#### [Extract provided]
Pakistan’s Supreme Court on Monday accepted an appeal by the family of slain American journalist Daniel Pearl seeking to keep a British-born Pakistani man on death row over the beheading of the Wall Street Journal reporter.
The court delayed until next week hearing the appeal over the lower-court acquittal of Ahmed Omar Saeed Sheikh, who had been on death row since his conviction in 2002 over Pearl’s killing.
Sheikh had been convicted of helping lure Pearl to a meeting in the southern Pakistani port city of Karachi in which he was kidnapped. Pearl had been investigating the link between Pakistani militants and Richard C. Reid, dubbed the “Shoe Bomber” after trying to blow up a flight from Paris to Miami with explosives hidden in his shoes.
The lower court’s April ruling acquitted Sheikh and three other accomplices, who had been sentenced to life in jail for their role in the plot. The lower court found Sheikh guilty on a single lesser charge of abduction, which he is also appealing.

#### [Exercise instructions]
Copy everything in the news item about the Daniel Pearl appeal from "Sheikh had been" down to "is also appealing.", word for word. The records have no connection to the text.

#### [Record excerpts]
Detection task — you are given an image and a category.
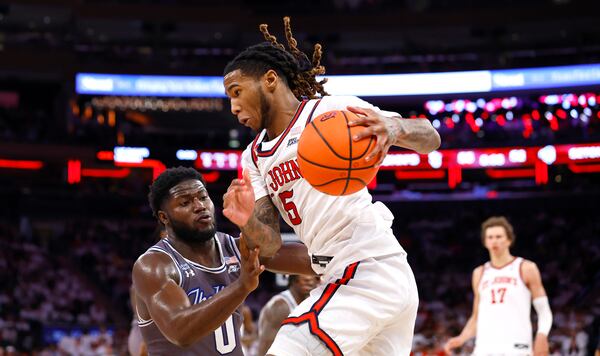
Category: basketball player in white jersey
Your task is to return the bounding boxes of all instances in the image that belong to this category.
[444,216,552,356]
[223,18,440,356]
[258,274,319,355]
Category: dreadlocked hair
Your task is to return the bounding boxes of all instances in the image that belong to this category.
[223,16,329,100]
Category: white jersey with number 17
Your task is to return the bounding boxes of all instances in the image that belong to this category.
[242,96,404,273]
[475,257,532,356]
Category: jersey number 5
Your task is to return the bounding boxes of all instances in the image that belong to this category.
--
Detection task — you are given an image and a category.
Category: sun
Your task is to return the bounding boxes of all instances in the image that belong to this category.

#### [Your response]
Sheikh had been convicted of helping lure Pearl to a meeting in the southern Pakistani port city of Karachi in which he was kidnapped. Pearl had been investigating the link between Pakistani militants and Richard C. Reid, dubbed the “Shoe Bomber” after trying to blow up a flight from Paris to Miami with explosives hidden in his shoes.
The lower court’s April ruling acquitted Sheikh and three other accomplices, who had been sentenced to life in jail for their role in the plot. The lower court found Sheikh guilty on a single lesser charge of abduction, which he is also appealing.